▶ Texte à lire:
◆ ◆ ◆ ◆ ◆
Glenn Greenwald, journaliste d’investigation de renommée mondiale, connu pour avoir révélé les pratiques d’espionnage massif de la NSA grâce aux révélations d’Edward Snowden, ne mâche pas ses mots :
« Toute personne qui se décrit comme spécialiste de la désinformation est un escroc. Ce métier n’existe pas. » Le journalisme est régi par une éthique, une charte, une déontologie. Soit on les respecte, soit on les trahit. Mais entre les deux, il ne peut y avoir de zone grise.
Les fact-checkers ne se contentent pas de vérifier les faits. Ils orientent, hiérarchisent et souvent filtrent l’information. Ils agissent comme des gardiens du temple idéologique, déterminant ce qui peut être dit et ce qui doit être réduit au silence.
Mark Zuckerberg a compris que ce système était devenu contre-productif. En annonçant la fin du règne absolu des fact-checkers, il a reconnu implicitement que leur pouvoir avait été détourné de son objectif initial.
Quid de l’Afrique ?
En Afrique, la liberté d’expression est une conquête fragile. Si certains pays, comme le Sénégal ou le Ghana, se targuent d’une presse relativement libre, d’autres, à l’instar de l’Égypte, de l’Éthiopie et même du Bénin, restent sous une surveillance stricte. Dans ce contexte, l’arrivée des fact-checkers aurait pu servir à renforcer la transparence et la lutte contre les manipulations. Mais sur le terrain, la réalité est bien plus nuancée.
Des plateformes comme Africa Check ou des projets de vérification financés par des ONG internationales jouent un rôle important. Toutefois, leur indépendance pose question. Qui finance ces projets ? Quelles lignes éditoriales suivent-ils réellement ? Le financement par des géants du numérique comme Facebook ou Google soulève des interrogations légitimes sur leur capacité à rester impartiaux, surtout lorsque les intérêts économiques et politiques s’en mêlent.
◆ ◆ ◆ ◆ ◆
[Entrées du jeu de données]
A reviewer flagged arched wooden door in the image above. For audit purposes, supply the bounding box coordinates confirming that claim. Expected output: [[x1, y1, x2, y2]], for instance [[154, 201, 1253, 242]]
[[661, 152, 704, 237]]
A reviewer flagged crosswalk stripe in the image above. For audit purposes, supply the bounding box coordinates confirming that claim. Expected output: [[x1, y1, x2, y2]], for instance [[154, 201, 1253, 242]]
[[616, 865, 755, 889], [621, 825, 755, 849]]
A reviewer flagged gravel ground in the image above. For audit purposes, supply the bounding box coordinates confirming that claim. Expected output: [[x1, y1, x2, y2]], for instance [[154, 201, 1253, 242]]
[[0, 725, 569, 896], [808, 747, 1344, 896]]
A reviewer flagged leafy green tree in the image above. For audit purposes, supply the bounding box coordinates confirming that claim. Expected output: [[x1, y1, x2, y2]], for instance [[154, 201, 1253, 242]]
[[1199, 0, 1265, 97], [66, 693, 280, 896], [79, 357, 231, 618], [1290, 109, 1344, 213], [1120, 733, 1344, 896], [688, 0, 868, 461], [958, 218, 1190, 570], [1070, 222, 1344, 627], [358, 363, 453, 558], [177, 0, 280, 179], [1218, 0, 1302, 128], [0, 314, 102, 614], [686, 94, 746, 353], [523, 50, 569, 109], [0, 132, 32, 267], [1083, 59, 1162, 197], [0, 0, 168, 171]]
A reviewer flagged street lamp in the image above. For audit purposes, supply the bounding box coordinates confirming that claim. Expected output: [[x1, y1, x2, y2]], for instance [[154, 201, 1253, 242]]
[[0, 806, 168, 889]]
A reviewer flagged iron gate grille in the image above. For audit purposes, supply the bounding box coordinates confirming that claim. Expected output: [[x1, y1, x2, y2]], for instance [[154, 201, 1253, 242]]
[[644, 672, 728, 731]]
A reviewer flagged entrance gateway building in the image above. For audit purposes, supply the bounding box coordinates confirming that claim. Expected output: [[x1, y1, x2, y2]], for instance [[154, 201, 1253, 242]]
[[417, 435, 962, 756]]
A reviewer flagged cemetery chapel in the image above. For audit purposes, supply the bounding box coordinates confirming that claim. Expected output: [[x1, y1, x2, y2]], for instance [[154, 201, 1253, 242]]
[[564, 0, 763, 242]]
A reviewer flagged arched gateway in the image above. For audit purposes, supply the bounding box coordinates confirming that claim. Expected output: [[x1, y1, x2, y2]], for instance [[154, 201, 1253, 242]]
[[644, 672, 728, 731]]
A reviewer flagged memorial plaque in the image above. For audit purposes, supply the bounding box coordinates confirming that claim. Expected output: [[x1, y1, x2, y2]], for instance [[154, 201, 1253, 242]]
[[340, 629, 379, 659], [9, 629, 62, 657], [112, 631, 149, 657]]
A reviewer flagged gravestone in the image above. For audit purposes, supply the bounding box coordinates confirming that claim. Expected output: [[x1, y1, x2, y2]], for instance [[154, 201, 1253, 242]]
◆ ◆ ◆ ◆ ◆
▶ Consigne:
Rédigez la suite du texte consacré aux fact-checkers en reprenant immédiatement après sa dernière phrase.

▶ Résultat de l'exercice:
Aussi, dans plusieurs pays africains, les gouvernements ont rapidement compris l’intérêt stratégique des fact-checkers. Des alliances tacites ou explicites se sont parfois nouées entre autorités locales et plateformes numériques pour censurer des voix critiques sous couvert de lutte contre les fake news.
Ainsi, au Nigeria, des activistes et journalistes indépendants ont vu leurs comptes suspendus après des campagnes coordonnées les accusant de propager des « fausses informations ». Au Bénin, le journaliste et activiste Comlan Hugues Sossoukpè a été contraint à l’exil. En Ouganda, la période des élections a révélé à quel point les outils de modération pouvaient devenir des armes politiques. À quoi sert un fact-checker lorsque les citoyens n’ont même plus accès à l’information brute ?
Aussi, les algorithmes de modération, souvent calibrés pour les réalités occidentales, ne prennent pas en compte les subtilités culturelles, linguistiques et politiques africaines. Combien de contenus parfaitement légitimes ont été supprimés par erreur, simplement parce qu’ils étaient rédigés dans un langage africain mal interprété par les systèmes automatisés ?
Vers une nouvelle ère de liberté numérique ?
L’ère des fact-checkers touche-t-elle à sa fin ? Peut-être. Mais ce qui est sûr, c’est que leur crédibilité est sérieusement ébranlée. Les citoyens, de plus en plus informés et critiques, ne se laissent plus berner par des « certificats de vérité » distribués par des entités parfois financées par les mêmes plateformes qu’elles prétendent contrôler.
La vérité ne peut être monopolisée par une poignée d’individus ou d’organisations. Le retour à une liberté d’expression authentique, même imparfaite, est une nécessité démocratique.